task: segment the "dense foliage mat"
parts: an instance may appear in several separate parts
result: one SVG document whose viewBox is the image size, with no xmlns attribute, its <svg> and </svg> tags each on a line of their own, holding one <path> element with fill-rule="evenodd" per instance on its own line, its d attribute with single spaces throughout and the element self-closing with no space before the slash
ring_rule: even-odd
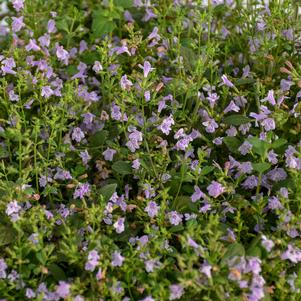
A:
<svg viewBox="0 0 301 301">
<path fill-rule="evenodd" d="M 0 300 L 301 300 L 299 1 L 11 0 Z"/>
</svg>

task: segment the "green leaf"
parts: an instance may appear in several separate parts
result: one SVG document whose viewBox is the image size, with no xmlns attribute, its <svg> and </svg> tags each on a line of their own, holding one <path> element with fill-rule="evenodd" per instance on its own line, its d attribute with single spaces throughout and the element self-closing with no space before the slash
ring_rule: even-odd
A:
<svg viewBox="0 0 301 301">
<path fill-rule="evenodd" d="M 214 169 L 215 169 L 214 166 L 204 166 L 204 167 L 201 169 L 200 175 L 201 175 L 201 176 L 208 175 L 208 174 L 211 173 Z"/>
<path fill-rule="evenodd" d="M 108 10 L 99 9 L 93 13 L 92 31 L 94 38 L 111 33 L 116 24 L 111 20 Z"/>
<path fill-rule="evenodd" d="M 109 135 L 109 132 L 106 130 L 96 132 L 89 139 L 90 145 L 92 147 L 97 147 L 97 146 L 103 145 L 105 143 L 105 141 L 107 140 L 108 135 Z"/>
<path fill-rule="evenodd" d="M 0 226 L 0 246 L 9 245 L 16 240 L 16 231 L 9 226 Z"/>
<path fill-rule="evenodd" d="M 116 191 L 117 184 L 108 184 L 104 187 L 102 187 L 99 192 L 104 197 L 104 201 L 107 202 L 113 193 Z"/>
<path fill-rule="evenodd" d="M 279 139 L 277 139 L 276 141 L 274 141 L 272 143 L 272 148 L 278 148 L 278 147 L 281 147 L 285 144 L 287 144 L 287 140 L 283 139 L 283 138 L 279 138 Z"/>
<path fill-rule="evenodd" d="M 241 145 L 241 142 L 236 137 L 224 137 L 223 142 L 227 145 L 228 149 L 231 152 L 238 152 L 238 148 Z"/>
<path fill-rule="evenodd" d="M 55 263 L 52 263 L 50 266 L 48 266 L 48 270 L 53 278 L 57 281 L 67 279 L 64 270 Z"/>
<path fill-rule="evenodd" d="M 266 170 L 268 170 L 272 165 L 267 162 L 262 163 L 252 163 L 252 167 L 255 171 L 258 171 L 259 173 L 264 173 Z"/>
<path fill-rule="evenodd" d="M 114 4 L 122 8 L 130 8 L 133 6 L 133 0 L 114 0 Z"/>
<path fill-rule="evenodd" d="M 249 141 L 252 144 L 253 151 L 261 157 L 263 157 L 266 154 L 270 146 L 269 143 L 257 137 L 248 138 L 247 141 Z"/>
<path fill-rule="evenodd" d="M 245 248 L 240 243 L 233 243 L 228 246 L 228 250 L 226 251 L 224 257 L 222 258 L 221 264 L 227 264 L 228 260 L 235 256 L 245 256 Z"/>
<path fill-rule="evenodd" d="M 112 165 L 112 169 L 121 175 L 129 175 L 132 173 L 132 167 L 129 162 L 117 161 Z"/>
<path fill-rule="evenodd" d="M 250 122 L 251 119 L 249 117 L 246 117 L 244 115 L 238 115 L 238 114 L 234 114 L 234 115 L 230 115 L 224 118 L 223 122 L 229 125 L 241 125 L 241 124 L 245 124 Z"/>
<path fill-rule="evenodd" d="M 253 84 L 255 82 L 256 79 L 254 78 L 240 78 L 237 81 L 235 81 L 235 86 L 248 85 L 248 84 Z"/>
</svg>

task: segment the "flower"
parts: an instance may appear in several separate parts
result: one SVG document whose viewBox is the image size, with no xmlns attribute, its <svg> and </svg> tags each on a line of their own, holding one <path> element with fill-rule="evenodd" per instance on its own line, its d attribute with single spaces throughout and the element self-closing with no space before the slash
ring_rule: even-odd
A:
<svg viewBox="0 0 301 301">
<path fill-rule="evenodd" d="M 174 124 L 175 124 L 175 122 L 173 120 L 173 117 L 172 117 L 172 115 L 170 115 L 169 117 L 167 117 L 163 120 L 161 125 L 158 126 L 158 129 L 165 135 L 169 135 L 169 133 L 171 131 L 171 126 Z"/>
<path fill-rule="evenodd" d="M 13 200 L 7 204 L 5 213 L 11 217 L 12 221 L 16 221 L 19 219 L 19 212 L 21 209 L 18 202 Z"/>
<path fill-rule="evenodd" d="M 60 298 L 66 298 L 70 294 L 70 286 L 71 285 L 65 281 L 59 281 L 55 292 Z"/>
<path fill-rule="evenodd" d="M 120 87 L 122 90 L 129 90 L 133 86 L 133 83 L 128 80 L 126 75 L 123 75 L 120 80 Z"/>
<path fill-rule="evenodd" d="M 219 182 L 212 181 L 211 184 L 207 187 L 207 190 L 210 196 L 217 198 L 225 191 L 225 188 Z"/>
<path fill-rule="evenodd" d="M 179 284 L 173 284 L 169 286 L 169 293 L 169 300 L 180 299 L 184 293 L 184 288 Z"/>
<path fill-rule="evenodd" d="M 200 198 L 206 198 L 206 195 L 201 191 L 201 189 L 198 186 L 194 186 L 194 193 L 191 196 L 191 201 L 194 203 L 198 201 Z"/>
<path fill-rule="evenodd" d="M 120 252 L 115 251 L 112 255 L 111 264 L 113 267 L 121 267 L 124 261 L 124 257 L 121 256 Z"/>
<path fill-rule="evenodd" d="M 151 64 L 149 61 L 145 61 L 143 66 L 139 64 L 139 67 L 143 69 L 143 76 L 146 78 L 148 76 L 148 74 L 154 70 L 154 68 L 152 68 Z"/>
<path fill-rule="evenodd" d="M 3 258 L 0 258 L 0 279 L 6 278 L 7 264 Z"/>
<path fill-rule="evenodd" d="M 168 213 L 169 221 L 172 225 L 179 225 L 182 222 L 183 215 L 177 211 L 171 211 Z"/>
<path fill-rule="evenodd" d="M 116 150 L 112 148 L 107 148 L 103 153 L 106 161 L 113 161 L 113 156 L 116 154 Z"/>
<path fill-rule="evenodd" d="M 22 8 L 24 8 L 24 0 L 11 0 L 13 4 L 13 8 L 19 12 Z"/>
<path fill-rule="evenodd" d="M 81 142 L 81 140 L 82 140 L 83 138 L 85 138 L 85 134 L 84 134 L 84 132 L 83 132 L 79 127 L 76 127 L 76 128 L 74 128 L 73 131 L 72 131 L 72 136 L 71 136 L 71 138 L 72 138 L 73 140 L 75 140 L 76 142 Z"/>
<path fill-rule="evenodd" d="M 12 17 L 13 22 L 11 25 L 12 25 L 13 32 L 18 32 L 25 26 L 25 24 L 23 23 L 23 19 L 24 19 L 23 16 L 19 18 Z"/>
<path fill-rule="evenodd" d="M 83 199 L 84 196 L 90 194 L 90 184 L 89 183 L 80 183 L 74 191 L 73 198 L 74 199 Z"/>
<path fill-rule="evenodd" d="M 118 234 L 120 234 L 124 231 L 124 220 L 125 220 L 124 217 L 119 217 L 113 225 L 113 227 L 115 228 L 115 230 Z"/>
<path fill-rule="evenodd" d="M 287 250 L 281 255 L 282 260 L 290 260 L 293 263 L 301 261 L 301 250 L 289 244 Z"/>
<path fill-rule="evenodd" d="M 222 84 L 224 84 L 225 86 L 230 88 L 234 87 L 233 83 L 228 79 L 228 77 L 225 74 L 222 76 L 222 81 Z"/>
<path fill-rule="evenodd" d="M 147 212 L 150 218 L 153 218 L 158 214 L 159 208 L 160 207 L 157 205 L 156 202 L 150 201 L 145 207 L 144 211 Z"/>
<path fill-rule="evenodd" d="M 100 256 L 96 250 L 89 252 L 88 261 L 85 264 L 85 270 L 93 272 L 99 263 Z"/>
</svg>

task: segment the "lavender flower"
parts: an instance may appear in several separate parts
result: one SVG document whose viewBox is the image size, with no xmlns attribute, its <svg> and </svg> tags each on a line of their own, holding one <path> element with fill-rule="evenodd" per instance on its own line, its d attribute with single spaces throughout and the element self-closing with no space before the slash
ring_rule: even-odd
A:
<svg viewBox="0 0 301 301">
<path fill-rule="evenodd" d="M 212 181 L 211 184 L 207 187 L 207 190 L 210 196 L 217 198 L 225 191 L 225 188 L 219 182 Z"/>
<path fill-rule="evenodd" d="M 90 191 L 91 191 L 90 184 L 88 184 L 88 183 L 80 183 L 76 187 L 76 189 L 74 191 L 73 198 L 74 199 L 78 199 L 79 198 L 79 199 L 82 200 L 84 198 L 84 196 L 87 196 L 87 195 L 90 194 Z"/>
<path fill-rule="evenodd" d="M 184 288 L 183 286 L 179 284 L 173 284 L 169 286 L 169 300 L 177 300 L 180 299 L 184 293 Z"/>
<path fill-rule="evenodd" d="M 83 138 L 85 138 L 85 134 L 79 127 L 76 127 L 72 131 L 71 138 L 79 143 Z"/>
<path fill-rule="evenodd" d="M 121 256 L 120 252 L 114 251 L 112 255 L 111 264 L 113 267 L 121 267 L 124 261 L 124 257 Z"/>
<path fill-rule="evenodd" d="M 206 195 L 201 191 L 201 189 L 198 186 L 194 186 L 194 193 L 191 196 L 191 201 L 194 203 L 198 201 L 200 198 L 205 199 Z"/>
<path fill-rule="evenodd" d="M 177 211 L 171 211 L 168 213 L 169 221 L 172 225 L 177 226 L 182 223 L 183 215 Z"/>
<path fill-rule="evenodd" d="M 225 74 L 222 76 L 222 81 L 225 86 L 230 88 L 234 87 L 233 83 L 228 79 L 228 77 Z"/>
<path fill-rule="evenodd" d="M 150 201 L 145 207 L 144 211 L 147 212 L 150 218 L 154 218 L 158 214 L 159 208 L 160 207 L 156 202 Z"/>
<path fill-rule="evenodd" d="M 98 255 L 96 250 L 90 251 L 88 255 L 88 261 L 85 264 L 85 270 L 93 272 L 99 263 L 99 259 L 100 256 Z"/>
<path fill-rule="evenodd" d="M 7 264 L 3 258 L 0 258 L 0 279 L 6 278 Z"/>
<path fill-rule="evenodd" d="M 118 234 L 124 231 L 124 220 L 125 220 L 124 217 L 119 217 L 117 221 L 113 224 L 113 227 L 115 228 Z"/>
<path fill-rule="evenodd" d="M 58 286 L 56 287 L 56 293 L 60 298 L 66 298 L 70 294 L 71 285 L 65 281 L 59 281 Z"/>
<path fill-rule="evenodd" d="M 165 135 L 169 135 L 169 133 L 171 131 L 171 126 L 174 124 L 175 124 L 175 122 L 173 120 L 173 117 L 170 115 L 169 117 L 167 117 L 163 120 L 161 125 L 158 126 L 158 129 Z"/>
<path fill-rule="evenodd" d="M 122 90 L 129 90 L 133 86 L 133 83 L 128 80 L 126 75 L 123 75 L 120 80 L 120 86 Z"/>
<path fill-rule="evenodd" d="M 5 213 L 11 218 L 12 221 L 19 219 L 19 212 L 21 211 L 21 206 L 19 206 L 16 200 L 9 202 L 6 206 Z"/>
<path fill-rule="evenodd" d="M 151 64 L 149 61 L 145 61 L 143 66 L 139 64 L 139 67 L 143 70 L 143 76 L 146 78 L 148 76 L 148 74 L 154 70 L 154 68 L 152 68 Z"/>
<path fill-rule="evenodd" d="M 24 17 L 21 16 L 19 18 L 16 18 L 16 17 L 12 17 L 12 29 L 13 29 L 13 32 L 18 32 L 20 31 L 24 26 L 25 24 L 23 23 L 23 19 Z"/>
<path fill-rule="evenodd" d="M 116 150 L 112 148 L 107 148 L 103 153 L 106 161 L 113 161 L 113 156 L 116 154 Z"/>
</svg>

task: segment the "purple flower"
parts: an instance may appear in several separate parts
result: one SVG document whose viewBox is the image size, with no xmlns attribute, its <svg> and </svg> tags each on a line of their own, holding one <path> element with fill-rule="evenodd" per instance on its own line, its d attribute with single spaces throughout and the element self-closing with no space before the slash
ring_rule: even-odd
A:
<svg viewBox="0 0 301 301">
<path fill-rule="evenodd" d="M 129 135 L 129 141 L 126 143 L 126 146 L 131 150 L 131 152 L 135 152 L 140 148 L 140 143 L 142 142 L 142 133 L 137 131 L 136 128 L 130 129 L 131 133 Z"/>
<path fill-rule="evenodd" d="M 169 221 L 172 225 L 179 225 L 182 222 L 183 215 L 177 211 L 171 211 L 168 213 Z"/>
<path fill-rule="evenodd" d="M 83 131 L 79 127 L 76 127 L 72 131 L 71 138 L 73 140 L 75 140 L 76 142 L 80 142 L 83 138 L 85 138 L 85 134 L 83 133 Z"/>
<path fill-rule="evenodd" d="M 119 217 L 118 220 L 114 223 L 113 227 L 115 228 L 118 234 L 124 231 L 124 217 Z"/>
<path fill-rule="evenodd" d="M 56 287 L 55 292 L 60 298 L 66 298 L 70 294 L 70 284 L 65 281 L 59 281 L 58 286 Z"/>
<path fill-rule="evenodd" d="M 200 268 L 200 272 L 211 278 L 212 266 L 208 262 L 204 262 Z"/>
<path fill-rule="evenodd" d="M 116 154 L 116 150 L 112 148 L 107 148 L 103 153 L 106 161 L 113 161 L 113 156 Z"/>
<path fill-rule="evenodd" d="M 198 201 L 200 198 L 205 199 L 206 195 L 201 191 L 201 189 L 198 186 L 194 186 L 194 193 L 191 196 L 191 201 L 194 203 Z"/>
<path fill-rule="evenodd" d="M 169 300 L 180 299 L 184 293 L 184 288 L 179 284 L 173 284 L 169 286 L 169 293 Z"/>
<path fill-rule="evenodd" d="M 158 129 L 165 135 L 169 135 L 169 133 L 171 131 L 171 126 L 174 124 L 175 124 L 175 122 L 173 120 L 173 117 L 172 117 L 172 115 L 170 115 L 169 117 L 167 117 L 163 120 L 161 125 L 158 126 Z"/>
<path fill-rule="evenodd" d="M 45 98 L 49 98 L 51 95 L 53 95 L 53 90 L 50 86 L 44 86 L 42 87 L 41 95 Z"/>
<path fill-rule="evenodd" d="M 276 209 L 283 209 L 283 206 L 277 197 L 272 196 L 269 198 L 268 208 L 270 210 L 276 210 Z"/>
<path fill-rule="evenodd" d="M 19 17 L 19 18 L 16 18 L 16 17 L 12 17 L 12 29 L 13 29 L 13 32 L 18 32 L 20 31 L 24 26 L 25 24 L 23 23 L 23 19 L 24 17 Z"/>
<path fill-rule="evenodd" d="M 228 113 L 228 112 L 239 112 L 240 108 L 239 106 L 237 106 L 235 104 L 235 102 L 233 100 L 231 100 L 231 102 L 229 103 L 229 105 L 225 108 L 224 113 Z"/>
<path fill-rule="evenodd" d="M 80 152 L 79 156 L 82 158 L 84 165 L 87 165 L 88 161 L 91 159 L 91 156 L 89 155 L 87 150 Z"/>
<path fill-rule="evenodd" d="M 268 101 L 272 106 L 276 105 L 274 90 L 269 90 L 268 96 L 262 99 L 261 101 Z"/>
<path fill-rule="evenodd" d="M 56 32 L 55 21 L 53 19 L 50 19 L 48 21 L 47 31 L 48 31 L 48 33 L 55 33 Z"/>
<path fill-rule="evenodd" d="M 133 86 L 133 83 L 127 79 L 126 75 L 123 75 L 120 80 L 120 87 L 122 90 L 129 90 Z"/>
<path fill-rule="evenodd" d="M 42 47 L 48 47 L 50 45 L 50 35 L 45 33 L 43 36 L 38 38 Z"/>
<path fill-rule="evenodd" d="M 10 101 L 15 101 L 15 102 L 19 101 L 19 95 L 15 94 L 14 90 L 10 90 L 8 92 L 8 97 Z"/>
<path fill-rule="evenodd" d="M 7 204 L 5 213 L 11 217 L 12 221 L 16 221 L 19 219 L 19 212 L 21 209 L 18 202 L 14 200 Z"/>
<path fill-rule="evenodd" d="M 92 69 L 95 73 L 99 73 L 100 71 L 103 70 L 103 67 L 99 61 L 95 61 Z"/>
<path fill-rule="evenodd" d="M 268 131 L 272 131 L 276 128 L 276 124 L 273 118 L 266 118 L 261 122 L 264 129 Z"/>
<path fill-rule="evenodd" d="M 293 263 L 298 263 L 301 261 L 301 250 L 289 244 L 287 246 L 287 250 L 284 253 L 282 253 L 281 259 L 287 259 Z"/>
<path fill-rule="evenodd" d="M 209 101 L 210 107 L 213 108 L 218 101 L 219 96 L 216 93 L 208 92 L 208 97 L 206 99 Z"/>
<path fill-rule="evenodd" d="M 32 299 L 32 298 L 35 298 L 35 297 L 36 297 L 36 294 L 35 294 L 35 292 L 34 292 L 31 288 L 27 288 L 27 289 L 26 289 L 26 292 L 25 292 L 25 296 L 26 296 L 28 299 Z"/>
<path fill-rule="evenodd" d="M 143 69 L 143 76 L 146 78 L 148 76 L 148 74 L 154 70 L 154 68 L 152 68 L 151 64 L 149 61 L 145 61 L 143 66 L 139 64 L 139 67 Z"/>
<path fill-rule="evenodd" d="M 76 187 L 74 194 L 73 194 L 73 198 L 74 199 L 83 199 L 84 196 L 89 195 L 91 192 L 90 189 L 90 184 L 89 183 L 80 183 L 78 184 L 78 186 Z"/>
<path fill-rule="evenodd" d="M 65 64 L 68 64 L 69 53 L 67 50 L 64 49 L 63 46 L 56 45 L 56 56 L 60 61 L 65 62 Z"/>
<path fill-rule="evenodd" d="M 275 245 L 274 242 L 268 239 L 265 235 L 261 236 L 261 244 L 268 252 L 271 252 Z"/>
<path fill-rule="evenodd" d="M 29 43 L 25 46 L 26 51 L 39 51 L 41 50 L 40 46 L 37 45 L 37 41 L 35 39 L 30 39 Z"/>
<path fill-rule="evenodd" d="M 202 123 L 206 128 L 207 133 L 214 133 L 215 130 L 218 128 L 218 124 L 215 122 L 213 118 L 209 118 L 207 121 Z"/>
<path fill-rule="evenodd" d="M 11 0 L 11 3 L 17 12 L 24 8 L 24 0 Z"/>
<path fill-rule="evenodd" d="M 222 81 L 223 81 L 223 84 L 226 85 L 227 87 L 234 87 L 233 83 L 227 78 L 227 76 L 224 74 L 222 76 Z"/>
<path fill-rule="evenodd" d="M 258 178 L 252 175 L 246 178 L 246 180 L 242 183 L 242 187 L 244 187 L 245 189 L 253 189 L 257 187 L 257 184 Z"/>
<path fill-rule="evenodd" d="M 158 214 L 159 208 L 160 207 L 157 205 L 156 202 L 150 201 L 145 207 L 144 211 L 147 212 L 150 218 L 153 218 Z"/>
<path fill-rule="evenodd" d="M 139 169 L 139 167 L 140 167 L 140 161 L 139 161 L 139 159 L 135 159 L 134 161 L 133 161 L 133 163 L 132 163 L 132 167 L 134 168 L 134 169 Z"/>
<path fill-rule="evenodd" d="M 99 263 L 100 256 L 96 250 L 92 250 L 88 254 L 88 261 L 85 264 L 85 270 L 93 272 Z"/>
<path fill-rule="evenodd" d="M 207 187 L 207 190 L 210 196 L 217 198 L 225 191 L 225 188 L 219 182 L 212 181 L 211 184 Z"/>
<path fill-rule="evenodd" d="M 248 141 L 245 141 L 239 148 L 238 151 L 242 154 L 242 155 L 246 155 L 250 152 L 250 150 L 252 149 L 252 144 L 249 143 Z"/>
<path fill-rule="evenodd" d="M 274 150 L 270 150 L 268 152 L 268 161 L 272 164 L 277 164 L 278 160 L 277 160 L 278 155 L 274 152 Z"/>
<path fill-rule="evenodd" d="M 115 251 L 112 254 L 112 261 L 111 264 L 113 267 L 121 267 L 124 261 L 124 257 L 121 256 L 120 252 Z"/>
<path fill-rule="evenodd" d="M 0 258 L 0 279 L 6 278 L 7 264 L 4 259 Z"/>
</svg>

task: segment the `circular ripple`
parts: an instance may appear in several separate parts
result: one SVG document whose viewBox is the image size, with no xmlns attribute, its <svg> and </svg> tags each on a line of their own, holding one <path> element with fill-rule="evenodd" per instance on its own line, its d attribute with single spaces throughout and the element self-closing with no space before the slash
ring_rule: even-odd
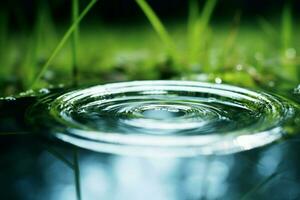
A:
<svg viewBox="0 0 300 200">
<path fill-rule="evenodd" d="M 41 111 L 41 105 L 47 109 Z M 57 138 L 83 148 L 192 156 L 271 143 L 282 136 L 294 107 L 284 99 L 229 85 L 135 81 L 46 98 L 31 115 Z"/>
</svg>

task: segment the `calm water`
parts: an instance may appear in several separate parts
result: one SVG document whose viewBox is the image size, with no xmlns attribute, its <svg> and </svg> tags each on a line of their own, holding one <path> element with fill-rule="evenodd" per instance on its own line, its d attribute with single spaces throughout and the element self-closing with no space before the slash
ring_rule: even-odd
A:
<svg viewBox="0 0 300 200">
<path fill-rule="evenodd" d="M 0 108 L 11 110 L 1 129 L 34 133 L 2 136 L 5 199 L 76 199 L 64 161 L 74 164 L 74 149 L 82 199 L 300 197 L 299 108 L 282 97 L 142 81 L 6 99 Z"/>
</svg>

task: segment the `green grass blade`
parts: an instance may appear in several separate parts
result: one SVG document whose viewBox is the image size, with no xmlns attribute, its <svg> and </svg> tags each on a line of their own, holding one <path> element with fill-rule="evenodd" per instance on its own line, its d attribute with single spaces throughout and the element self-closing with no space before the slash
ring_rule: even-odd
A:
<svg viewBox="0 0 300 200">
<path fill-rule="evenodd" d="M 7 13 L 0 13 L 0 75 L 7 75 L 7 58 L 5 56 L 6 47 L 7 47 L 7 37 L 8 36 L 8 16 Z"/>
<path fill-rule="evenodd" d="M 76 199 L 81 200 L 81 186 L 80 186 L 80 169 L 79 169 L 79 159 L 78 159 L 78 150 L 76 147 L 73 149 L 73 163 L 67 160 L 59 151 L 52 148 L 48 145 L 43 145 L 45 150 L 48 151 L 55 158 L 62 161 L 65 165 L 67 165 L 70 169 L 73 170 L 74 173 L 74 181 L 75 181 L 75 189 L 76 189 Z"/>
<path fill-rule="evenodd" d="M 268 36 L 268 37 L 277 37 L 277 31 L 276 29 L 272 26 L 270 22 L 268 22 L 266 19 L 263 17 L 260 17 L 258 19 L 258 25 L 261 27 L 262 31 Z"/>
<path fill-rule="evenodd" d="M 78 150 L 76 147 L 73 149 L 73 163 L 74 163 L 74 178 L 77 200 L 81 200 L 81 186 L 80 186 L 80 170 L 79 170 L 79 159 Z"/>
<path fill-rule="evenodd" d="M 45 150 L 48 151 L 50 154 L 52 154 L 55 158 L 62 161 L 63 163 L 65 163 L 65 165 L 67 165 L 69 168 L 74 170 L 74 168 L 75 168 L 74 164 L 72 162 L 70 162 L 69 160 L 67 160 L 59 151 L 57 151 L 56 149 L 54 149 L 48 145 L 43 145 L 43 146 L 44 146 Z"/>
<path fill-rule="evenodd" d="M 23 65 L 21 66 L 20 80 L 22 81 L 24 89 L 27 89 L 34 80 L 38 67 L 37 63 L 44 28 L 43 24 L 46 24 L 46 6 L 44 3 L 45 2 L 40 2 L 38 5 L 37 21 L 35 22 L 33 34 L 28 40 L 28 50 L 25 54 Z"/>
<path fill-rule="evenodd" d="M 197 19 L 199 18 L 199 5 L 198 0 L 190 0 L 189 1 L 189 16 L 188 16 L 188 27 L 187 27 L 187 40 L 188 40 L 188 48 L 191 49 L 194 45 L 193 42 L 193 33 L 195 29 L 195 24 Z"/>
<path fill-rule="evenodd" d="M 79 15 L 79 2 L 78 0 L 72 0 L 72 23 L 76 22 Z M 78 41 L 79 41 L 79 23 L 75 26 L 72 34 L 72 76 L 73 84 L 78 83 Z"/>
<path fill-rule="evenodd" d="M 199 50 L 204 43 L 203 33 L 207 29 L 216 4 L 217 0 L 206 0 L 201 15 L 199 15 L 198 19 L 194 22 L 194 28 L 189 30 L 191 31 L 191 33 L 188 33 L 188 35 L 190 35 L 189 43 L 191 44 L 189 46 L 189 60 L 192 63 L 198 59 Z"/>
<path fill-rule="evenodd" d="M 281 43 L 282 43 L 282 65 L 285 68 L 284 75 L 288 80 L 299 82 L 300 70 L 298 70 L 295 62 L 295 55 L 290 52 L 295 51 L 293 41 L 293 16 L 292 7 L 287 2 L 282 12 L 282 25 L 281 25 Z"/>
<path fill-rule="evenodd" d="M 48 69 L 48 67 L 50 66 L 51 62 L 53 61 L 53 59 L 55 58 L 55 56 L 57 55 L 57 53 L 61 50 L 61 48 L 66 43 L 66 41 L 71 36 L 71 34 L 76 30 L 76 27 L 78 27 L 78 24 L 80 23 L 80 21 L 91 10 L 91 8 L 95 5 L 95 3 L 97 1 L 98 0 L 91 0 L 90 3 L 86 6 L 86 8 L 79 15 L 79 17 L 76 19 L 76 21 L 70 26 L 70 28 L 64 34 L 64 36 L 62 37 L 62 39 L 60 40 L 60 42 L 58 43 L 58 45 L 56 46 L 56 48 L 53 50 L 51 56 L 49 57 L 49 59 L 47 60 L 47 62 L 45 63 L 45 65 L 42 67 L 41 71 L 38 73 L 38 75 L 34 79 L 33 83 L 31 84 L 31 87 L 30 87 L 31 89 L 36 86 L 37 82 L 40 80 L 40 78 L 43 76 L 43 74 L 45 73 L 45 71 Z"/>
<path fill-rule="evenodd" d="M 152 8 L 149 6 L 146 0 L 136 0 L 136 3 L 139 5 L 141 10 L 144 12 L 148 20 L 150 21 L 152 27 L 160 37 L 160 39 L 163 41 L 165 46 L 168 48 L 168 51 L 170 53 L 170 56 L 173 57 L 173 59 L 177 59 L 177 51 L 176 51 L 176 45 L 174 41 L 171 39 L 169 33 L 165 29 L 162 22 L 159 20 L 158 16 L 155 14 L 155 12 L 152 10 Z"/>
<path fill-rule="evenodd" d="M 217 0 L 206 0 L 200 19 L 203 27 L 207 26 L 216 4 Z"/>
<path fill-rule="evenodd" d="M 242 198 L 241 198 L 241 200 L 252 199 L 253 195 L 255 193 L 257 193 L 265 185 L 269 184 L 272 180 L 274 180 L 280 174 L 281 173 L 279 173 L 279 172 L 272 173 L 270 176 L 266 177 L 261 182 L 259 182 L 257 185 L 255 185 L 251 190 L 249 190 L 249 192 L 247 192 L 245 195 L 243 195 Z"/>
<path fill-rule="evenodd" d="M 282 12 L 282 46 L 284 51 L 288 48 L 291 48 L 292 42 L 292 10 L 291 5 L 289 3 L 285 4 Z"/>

## Exercise
Say only how many lines in the records carry the word "segment".

## Worked solution
8